Set exercise A:
According to the XArray excerpt, why may the advanced API be the more efficient choice when you look up an entry and want to atomically set or clear a mark? Answer in one to three sentences.
Set exercise B:
Reproduce the stretch of the XArray excerpt from "The advanced API is based" through "top every time.".

Supplied text:
>>>>
The :c:func:`__xa_set_mark` and :c:func:`__xa_clear_mark` functions are also available for situations where you look up an entry and want to atomically set or clear a mark. It may be more efficient to use the advanced API in this case, as it will save you from walking the tree twice.
Advanced API
The advanced API offers more flexibility and better performance at the cost of an interface which can be harder to use and has fewer safeguards. No locking is done for you by the advanced API, and you are required to use the xa_lock while modifying the array. You can choose whether to use the xa_lock or the RCU lock while doing read-only operations on the array. You can mix advanced and normal operations on the same array; indeed the normal API is implemented in terms of the advanced API. The advanced API is only available to modules with a GPL-compatible license.
The advanced API is based around the xa_state. This is an opaque data structure which you declare on the stack using the :c:func:`XA_STATE` macro. This macro initialises the xa_state ready to start walking around the XArray. It is used as a cursor to maintain the position in the XArray and let you compose various operations together without having to restart from the top every time.
<<<<
Information provided:
>>>>
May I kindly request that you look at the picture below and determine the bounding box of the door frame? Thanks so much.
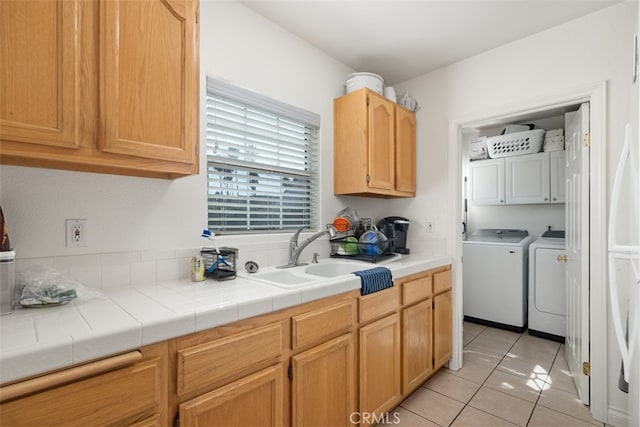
[448,81,608,422]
<<<<
Exercise result A:
In that situation, the advanced API saves you from walking the tree twice. That is why it may be more efficient than the normal API when you look up an entry and then set or clear a mark on it.

Exercise result B:
The advanced API is based around the xa_state. This is an opaque data structure which you declare on the stack using the :c:func:`XA_STATE` macro. This macro initialises the xa_state ready to start walking around the XArray. It is used as a cursor to maintain the position in the XArray and let you compose various operations together without having to restart from the top every time.